| What the exercise asks |
Rewrite all the rows below as a Markdown table with two columns, No and Line. Give each line its number, skip blank lines, and leave the pictures out.

| Data for this task |
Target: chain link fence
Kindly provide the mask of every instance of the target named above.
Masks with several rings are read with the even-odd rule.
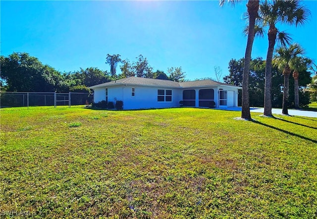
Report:
[[[89,93],[9,92],[0,93],[0,107],[84,105],[91,104]]]

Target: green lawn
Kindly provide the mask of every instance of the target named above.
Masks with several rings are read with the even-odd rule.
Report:
[[[317,118],[252,113],[248,122],[234,119],[240,112],[191,108],[0,112],[2,217],[317,216]]]

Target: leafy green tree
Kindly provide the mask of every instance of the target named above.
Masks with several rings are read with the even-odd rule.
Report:
[[[264,27],[268,27],[268,48],[265,66],[265,83],[264,101],[265,115],[272,116],[272,59],[276,40],[283,46],[290,43],[288,34],[279,31],[276,27],[278,23],[295,24],[296,26],[307,21],[309,10],[301,4],[301,0],[265,1],[260,4],[260,20]],[[283,112],[284,113],[284,112]]]
[[[157,70],[157,71],[154,72],[154,74],[156,79],[168,80],[168,76],[163,71]]]
[[[295,58],[293,64],[293,78],[294,78],[294,93],[295,108],[299,108],[299,85],[300,72],[307,71],[311,66],[313,60],[306,57],[298,57]]]
[[[26,53],[1,56],[1,79],[7,91],[53,92],[62,81],[60,73]]]
[[[141,78],[153,78],[153,68],[149,64],[147,58],[144,58],[140,55],[136,58],[137,61],[133,65],[135,76]]]
[[[123,64],[120,66],[121,73],[119,77],[120,78],[124,78],[135,76],[135,72],[129,59],[124,59],[122,62]]]
[[[112,76],[115,75],[117,65],[118,62],[121,61],[120,56],[119,54],[112,55],[107,54],[106,63],[110,65],[110,73]]]
[[[243,82],[244,58],[239,60],[231,59],[229,62],[229,74],[223,78],[225,83],[241,86]],[[263,107],[264,98],[264,83],[265,61],[261,57],[251,59],[250,61],[250,75],[249,77],[250,105],[253,107]],[[273,68],[272,95],[275,97],[275,102],[278,103],[281,95],[279,88],[282,84],[282,78],[276,68]],[[241,93],[238,93],[238,105],[241,106]]]
[[[305,61],[311,63],[311,60],[304,59],[302,55],[305,54],[305,50],[298,44],[294,44],[288,48],[280,47],[276,50],[276,54],[273,59],[273,63],[283,71],[284,76],[284,87],[283,91],[283,105],[282,112],[288,114],[288,96],[289,88],[289,77],[292,70],[294,70],[293,76],[295,80],[295,88],[297,89],[295,92],[295,107],[299,108],[298,96],[298,71],[307,70],[307,66],[304,66]],[[306,62],[306,64],[308,64]],[[296,95],[296,94],[297,95]],[[296,101],[297,103],[296,103]]]
[[[167,68],[168,78],[171,81],[182,82],[185,81],[186,72],[183,71],[181,67],[171,67]]]
[[[223,5],[226,1],[231,2],[234,5],[234,3],[238,1],[235,0],[220,0],[220,6]],[[250,95],[249,91],[249,78],[250,73],[250,62],[251,60],[251,52],[254,37],[255,35],[256,20],[258,16],[260,2],[259,0],[249,0],[247,4],[248,15],[249,17],[249,26],[248,27],[248,40],[245,54],[244,66],[243,67],[243,76],[242,81],[242,110],[241,118],[251,119],[251,114],[250,112]]]
[[[312,100],[317,101],[317,74],[313,77],[312,81],[308,87],[307,90],[312,94]]]

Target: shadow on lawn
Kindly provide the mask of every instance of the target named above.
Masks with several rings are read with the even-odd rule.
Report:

| Worked answer |
| No | Line |
|---|---|
| 1 | Target: chain link fence |
| 2 | Kindly provide the mask of every instance of the target named above. |
| 3 | Masks with several rings are read with the even-odd rule. |
| 4 | Report: |
| 5 | [[[89,93],[9,92],[0,93],[0,107],[84,105],[91,104]]] |
| 6 | Target: green lawn |
| 7 | Kindly provide the mask of every instance of the target named above. |
| 8 | Masks with several rings are read with the even-odd rule. |
| 9 | Report: |
| 10 | [[[317,118],[252,113],[248,122],[234,119],[240,112],[191,108],[0,112],[2,217],[317,216]]] |
| 11 | Target: leafy green tree |
| 12 | Kindly provide the mask of every instance of the target named above. |
| 13 | Masks with several rings are read with the even-odd rule. |
| 14 | Report: |
| 15 | [[[264,27],[268,27],[268,48],[265,66],[265,83],[264,101],[265,115],[272,116],[272,59],[276,40],[283,46],[290,43],[288,34],[279,31],[276,27],[278,23],[295,24],[296,26],[307,21],[309,10],[301,4],[301,0],[265,1],[260,4],[260,20]],[[283,112],[284,113],[284,112]]] |
| 16 | [[[157,70],[157,71],[154,72],[154,74],[156,79],[168,80],[168,76],[163,71]]] |
| 17 | [[[295,58],[293,64],[293,78],[294,78],[294,93],[295,108],[299,108],[299,85],[300,72],[307,71],[311,66],[313,60],[306,57],[298,57]]] |
| 18 | [[[26,53],[1,56],[1,79],[7,91],[53,92],[62,81],[60,73]]] |
| 19 | [[[141,78],[153,78],[153,68],[149,64],[147,58],[144,58],[140,55],[136,58],[137,61],[133,65],[135,76]]] |
| 20 | [[[123,64],[120,66],[121,73],[119,77],[120,78],[124,78],[135,76],[135,72],[129,59],[124,59],[122,62]]] |
| 21 | [[[112,76],[115,75],[117,65],[118,62],[121,61],[120,56],[119,54],[112,55],[107,54],[106,63],[110,65],[110,73]]] |
| 22 | [[[243,82],[244,58],[239,60],[231,59],[229,62],[229,74],[223,78],[225,83],[241,86]],[[263,107],[264,98],[264,83],[265,61],[261,57],[251,59],[250,61],[250,75],[249,77],[250,105],[253,107]],[[273,68],[272,95],[275,97],[275,102],[278,103],[281,95],[279,88],[282,84],[282,78],[276,68]],[[241,93],[238,93],[238,105],[241,106]]] |
| 23 | [[[305,61],[311,63],[311,60],[304,59],[302,55],[305,54],[305,50],[298,44],[294,44],[288,48],[280,47],[276,50],[276,54],[273,59],[273,63],[283,71],[284,76],[284,87],[283,91],[283,105],[282,112],[288,114],[288,96],[289,88],[289,77],[292,70],[294,70],[293,76],[295,80],[295,88],[297,89],[295,92],[295,107],[299,108],[298,96],[298,71],[307,70],[307,66],[304,66]],[[306,62],[306,64],[308,64]],[[296,95],[296,94],[297,95]],[[296,101],[297,103],[296,103]]] |
| 24 | [[[167,68],[168,78],[171,81],[182,82],[185,81],[186,72],[183,71],[181,67],[171,67]]] |
| 25 | [[[223,5],[226,1],[231,2],[234,5],[234,3],[238,1],[235,0],[220,0],[220,6]],[[250,95],[249,91],[249,78],[250,73],[250,62],[251,60],[251,52],[254,37],[255,35],[256,20],[258,16],[260,2],[259,0],[249,0],[247,4],[248,15],[249,17],[249,26],[248,27],[248,40],[245,54],[244,66],[243,67],[243,76],[242,81],[242,110],[241,118],[251,119],[251,114],[250,112]]] |
| 26 | [[[312,100],[317,101],[317,74],[313,77],[312,81],[308,87],[307,90],[312,94]]] |
| 27 | Target: shadow on lawn |
| 28 | Kindly provide the mask of every instance of the target named above. |
| 29 | Masks with several rings are read with the even-odd rule. |
| 30 | Report: |